**Exercise aim**
What is needed is an exact copy of every record.

# # # #

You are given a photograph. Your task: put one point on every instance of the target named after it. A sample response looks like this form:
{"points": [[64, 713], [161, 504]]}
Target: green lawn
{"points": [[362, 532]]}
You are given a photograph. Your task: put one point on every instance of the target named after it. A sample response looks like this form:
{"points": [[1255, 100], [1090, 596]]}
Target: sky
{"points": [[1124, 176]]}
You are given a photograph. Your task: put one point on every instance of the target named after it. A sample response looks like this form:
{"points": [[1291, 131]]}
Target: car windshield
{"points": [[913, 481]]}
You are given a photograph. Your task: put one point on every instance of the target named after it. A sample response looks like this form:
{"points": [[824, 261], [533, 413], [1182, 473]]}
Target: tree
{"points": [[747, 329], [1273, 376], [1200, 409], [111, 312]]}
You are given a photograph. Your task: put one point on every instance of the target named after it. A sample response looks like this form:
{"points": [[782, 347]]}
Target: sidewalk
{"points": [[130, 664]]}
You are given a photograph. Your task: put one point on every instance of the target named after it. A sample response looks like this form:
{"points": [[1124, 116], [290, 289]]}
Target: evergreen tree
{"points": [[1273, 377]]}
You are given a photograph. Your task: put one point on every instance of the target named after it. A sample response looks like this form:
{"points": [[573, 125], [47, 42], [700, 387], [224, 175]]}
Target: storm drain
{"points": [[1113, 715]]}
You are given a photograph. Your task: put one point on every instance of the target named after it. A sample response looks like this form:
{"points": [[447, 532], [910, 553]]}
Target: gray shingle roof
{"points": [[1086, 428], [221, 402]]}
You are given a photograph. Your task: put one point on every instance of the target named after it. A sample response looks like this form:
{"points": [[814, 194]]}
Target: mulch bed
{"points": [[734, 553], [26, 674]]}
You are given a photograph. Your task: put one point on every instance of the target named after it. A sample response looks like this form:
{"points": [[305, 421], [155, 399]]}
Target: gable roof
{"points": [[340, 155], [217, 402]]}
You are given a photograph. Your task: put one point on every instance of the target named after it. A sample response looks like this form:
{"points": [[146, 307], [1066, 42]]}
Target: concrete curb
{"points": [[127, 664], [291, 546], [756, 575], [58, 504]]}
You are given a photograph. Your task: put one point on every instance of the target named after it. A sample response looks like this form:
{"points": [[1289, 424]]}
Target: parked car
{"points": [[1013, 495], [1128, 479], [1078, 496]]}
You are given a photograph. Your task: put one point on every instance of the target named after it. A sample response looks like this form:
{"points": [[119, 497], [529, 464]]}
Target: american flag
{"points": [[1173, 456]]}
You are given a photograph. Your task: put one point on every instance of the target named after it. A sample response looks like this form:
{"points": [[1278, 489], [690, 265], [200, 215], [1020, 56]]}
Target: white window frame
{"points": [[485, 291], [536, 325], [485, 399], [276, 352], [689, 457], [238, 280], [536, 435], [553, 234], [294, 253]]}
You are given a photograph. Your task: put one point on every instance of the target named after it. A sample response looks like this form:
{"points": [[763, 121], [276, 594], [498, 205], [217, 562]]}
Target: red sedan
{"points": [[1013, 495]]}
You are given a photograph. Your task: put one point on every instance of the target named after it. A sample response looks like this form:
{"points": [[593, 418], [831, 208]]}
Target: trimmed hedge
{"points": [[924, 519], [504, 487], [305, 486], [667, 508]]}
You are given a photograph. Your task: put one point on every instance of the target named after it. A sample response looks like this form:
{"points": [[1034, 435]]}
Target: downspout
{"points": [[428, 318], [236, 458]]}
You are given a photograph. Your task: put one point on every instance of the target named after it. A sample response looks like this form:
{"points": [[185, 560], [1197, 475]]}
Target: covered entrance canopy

# # # #

**Task answer**
You are given a photograph. Your task: put one point on every instance of the target named after it. A sample response looks like this form:
{"points": [[64, 713], [161, 504]]}
Target: green lawn
{"points": [[362, 532]]}
You are given a photograph. Your task: put one point on every instance of the target named after it. A sample response looks like this form:
{"points": [[1255, 100], [1090, 596]]}
Target: sky
{"points": [[1124, 176]]}
You are given a photograph. Your task: put one point on every instance of the target named after it. A sample response looks like this form:
{"points": [[1291, 131]]}
Target: car windshield
{"points": [[913, 481]]}
You are given a photograph. Your task: put one point on every instance of the target named after it. A sample response looks like this form:
{"points": [[824, 261], [533, 413], [1182, 473]]}
Target: tree
{"points": [[747, 329], [1273, 376], [1200, 409], [111, 312]]}
You are given a photograph. Your task: put one point on every instance of the target named after it. A sample response looks like this form:
{"points": [[782, 347]]}
Target: sidewalk
{"points": [[130, 664]]}
You are given a photograph. Your task: put one point on every instance of the target named after it. A sample response looks like this form:
{"points": [[1124, 116], [290, 289]]}
Target: evergreen tree
{"points": [[1273, 377]]}
You are given a photograph. Your task: put one point on every instance of the target named after it. A sample response looks like this form:
{"points": [[573, 125], [47, 42], [700, 387], [224, 175]]}
Target: storm drain
{"points": [[1113, 715]]}
You are given a photograph. Your task: put one point on every instance of the target named after it. A sample response looks like this form:
{"points": [[447, 532], [910, 553]]}
Target: gray shingle roof
{"points": [[1086, 428], [221, 402]]}
You are given a photograph. Your task: put one point on every instance of the target named after it. A sample response looks like this form:
{"points": [[814, 194]]}
Target: mulch bed
{"points": [[734, 553], [26, 674]]}
You are given a photograph. Your task: put one point on every instance of the target named after it. A sample response looks like this form:
{"points": [[305, 421], [155, 399]]}
Target: gable roof
{"points": [[340, 155], [217, 402]]}
You are given a photograph. Your task: put one point on every instance of the target named after it. A sample response looks like this form:
{"points": [[146, 307], [1066, 42]]}
Target: concrete curb
{"points": [[127, 664], [291, 546], [756, 575], [58, 504]]}
You are given a photograph. Your task: put one point on every instance of the target named after it. A sample response looks like this form:
{"points": [[1289, 424]]}
Target: parked car
{"points": [[1013, 495], [1128, 479], [1078, 496]]}
You are given a photograph. Your task: put one point on every instance of the target named after it. A sample response looks like this form:
{"points": [[119, 497], [529, 464]]}
Target: american flag
{"points": [[1173, 456]]}
You are given a photograph. Your task: put one point on every instance of the target named after it. A sample response looks like this form:
{"points": [[1278, 489], [690, 265], [200, 215], [1020, 56]]}
Target: white window frame
{"points": [[485, 291], [536, 325], [485, 399], [276, 352], [689, 457], [238, 280], [536, 435], [553, 234], [294, 253]]}
You are given a photograph. Your task: put one point on every instance of the target named after it. A sample response looks like this form:
{"points": [[763, 121], [276, 594], [498, 205], [217, 562]]}
Target: red sedan
{"points": [[1013, 495]]}
You are given a photograph. Your task: put one point on every instance of the target named after it. A sample response looks like this form:
{"points": [[593, 418], [831, 208]]}
Target: trimmed hedge
{"points": [[924, 519], [504, 487], [305, 486], [667, 508]]}
You are given a photograph. Your task: put one point on every instance of the target named after it. A sample response looks like this form:
{"points": [[1034, 435]]}
Target: downspout
{"points": [[428, 318], [236, 458]]}
You are given a photograph. Your task: put one point on every instance of the target named after it. A sample response looks like this form:
{"points": [[185, 560], [1197, 475]]}
Target: covered entrance canopy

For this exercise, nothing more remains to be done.